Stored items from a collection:

··········

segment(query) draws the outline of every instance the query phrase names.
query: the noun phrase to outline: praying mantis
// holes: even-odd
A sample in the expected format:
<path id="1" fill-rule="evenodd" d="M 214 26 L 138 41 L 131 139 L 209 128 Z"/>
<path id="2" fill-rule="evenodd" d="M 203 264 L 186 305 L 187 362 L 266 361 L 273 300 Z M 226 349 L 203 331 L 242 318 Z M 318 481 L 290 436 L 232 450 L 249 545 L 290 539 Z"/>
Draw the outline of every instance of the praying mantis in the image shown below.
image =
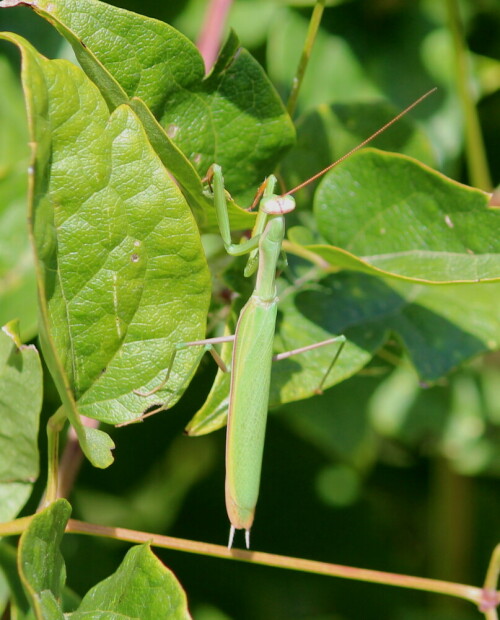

··········

Directions for this task: Copy every line of the records above verbatim, leaving out the picture.

Answer to the problem:
segment(query) draws the outline of every instance the query phrase names.
query: the noun phrase to outline: praying mantis
// holes: even-odd
A sample in the expected format:
<path id="1" fill-rule="evenodd" d="M 214 26 L 138 41 L 131 139 L 209 128 Z"/>
<path id="2" fill-rule="evenodd" d="M 203 264 L 186 305 L 187 362 L 266 361 L 273 300 Z M 226 349 L 203 331 L 242 318 Z M 318 481 L 290 436 L 232 450 L 249 545 L 290 539 Z"/>
Draw the outline of every instance of the praying mantis in the image shown below.
image =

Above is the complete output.